BEGIN Exercise inputs

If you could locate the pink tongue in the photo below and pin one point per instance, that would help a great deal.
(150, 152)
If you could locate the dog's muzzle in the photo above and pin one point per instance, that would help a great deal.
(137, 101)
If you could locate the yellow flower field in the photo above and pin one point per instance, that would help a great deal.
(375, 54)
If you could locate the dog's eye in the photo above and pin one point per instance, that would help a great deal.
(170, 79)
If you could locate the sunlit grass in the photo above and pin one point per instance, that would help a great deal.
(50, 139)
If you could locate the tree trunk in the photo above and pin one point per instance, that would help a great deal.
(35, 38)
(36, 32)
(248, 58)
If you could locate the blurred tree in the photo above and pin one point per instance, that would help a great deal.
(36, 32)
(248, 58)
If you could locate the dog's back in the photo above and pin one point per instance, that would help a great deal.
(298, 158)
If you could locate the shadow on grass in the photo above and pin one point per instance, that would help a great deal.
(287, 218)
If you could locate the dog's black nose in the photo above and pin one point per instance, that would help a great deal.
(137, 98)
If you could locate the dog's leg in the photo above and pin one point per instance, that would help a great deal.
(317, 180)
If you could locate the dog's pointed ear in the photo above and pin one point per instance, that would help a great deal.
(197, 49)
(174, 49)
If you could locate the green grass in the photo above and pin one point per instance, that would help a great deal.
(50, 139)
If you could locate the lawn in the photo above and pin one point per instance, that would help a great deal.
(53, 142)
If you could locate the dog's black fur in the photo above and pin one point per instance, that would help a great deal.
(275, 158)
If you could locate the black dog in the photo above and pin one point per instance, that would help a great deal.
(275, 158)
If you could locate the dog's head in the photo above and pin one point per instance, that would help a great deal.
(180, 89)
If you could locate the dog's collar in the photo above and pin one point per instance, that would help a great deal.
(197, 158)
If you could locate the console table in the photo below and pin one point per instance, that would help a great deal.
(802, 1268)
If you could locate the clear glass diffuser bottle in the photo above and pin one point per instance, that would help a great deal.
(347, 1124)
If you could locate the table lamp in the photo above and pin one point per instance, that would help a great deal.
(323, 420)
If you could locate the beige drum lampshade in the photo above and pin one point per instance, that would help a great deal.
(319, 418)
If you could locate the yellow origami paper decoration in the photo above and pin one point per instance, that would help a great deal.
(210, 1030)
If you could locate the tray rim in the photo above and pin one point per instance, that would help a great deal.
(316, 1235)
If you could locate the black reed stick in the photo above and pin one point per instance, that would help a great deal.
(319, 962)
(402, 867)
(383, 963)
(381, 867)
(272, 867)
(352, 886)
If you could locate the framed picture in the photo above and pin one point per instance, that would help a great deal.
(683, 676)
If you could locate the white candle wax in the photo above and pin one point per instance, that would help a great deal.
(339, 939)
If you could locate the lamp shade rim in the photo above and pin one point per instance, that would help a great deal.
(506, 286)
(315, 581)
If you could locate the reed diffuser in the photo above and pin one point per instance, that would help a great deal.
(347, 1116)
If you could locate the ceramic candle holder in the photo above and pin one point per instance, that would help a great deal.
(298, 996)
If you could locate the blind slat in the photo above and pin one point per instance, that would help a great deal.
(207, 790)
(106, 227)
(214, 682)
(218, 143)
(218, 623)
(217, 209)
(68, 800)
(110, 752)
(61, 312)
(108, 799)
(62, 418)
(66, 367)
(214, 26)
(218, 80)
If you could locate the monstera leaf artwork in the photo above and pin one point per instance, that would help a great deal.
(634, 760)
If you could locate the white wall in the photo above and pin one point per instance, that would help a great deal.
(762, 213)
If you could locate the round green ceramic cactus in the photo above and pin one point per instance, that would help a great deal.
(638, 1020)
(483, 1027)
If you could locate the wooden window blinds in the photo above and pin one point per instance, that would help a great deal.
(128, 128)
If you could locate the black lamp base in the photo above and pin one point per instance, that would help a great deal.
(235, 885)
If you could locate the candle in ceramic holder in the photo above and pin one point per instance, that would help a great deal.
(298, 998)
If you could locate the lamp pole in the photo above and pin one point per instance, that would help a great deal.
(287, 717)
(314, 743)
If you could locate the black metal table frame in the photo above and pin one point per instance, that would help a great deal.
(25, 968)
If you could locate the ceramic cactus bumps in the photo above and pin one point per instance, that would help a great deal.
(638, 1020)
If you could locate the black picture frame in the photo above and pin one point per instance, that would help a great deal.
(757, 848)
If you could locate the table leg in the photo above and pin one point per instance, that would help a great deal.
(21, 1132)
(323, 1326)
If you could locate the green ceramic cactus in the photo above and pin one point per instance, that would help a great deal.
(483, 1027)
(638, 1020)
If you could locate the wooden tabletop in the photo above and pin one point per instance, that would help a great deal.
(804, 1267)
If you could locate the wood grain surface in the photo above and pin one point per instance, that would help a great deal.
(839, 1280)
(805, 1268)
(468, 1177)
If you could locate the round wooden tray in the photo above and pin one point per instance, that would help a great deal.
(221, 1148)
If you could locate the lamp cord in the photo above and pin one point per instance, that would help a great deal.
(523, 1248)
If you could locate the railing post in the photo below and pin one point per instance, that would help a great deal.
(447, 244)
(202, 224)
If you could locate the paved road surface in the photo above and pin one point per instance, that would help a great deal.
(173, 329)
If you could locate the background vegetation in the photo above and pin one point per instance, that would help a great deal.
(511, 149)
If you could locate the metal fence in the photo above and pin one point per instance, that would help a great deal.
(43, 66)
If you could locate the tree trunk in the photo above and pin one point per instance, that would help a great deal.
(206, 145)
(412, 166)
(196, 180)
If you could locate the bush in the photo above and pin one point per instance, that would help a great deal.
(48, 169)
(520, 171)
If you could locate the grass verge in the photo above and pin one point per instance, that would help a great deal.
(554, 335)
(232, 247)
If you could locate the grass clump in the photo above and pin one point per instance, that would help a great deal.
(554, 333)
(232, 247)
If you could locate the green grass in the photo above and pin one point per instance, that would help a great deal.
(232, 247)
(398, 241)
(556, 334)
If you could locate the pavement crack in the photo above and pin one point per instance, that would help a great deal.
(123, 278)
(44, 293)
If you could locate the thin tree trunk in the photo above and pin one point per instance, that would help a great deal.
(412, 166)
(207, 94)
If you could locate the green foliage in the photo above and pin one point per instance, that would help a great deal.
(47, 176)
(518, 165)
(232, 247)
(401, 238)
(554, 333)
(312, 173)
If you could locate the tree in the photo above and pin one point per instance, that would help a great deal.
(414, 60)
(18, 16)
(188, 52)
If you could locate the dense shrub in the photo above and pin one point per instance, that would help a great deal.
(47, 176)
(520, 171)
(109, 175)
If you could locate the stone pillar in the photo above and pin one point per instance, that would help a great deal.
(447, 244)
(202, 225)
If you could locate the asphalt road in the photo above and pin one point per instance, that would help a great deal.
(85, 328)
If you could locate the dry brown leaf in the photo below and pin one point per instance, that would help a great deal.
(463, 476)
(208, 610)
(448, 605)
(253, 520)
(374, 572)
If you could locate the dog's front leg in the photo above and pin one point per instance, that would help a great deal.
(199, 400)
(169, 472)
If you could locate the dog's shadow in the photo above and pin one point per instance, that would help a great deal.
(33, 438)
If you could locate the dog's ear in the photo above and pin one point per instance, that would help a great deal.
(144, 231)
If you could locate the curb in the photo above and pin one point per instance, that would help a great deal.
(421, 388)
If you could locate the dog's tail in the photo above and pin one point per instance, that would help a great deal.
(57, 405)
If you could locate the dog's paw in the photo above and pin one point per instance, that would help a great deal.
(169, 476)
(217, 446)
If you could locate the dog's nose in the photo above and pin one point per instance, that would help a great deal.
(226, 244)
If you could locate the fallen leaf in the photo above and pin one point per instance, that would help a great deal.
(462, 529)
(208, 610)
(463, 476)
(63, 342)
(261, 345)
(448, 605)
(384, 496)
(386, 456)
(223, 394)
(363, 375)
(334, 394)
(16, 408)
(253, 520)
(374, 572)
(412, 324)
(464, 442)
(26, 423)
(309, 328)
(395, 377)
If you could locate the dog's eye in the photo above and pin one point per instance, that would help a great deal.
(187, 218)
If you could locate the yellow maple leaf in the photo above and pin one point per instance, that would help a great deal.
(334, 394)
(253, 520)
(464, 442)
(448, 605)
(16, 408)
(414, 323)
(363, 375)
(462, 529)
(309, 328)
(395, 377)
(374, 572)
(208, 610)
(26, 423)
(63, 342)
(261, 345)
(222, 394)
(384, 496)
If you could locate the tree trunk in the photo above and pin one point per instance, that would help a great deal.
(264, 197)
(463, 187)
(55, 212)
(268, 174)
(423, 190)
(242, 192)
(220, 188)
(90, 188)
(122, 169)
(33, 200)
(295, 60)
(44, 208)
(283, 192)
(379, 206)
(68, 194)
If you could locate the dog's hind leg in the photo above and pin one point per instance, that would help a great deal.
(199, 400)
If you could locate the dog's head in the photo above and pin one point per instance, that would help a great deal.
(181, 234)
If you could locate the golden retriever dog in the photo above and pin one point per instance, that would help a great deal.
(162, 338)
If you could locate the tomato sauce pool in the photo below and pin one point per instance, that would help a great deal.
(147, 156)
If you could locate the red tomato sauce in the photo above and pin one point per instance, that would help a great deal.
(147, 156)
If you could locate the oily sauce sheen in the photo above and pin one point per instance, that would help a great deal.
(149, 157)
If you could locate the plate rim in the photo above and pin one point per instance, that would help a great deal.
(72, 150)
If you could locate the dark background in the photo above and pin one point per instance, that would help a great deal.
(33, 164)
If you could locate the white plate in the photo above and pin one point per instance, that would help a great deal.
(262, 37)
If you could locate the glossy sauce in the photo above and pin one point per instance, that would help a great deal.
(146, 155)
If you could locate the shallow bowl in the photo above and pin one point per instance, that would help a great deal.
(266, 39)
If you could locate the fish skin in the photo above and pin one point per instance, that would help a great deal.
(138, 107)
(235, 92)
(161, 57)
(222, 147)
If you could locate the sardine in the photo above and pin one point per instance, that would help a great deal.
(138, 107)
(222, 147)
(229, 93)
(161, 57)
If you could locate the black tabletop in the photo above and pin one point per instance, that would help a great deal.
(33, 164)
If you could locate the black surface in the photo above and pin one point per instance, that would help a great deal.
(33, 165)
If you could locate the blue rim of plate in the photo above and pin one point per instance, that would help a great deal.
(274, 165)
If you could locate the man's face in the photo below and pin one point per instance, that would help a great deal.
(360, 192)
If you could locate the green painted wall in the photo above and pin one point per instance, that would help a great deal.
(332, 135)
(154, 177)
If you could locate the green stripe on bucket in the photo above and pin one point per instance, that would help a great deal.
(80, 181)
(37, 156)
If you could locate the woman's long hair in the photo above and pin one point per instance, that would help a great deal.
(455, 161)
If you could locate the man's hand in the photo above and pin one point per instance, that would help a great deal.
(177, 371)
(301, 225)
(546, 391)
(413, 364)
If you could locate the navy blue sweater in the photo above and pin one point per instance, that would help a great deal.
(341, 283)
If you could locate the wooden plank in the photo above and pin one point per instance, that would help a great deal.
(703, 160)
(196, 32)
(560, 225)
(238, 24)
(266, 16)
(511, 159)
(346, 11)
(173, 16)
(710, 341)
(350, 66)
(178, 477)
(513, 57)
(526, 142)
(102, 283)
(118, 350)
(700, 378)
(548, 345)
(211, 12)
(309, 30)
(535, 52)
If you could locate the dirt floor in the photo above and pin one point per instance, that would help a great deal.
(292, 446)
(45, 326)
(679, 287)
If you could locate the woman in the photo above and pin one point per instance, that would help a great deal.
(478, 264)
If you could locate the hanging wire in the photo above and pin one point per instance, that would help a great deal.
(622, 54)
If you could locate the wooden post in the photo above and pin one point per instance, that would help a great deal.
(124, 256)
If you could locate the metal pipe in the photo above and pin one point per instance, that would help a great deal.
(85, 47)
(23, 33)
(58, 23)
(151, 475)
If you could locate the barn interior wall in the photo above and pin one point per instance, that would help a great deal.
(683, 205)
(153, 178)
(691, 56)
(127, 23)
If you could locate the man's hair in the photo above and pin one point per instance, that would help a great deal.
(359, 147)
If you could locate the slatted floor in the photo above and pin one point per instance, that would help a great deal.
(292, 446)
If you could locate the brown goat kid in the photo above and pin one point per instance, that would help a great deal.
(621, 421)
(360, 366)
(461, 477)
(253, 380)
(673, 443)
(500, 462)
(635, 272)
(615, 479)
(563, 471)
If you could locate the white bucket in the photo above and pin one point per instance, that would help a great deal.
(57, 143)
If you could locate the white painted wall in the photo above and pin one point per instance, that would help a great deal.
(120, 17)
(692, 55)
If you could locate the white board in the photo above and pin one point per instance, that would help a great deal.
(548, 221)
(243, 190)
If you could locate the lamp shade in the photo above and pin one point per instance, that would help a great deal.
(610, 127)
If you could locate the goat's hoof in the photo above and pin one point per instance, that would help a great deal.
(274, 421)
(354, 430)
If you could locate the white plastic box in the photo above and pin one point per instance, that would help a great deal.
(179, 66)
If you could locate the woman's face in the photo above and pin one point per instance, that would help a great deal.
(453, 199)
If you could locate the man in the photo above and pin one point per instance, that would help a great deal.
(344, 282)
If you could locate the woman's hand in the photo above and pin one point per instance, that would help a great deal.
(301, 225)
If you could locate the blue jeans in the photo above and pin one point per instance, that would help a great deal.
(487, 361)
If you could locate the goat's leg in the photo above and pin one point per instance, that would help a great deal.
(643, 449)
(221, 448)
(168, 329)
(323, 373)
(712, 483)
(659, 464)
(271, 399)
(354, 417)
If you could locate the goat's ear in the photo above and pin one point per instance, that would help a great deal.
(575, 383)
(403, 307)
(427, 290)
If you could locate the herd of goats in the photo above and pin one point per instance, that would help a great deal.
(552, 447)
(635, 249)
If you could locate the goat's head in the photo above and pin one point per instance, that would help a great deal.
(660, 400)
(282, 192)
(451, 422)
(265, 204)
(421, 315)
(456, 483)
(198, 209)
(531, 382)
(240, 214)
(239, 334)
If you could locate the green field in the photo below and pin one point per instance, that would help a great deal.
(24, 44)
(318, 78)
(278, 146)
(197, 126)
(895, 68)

END Exercise inputs

To do
Quote the lines of the listing above that run from the line with "If you could locate the goat's ear" through its last line, both included, and nothing else.

Result of this task
If you could locate the goat's ear in the photo above and pin one point per instance, that would help a great deal.
(575, 383)
(403, 307)
(427, 290)
If you could locate the herd of goats in the photo above and pin one point per instance, that would help a great deal.
(552, 447)
(635, 249)
If you could locate the goat's head in the photo above and pin one point per instance, that would help a great deal.
(660, 400)
(282, 192)
(451, 422)
(265, 204)
(421, 315)
(456, 483)
(198, 209)
(531, 382)
(240, 214)
(239, 334)
If you could locate the green field in the photo below and pin one point per instance, that would help a great deal.
(24, 44)
(318, 78)
(278, 146)
(197, 126)
(895, 68)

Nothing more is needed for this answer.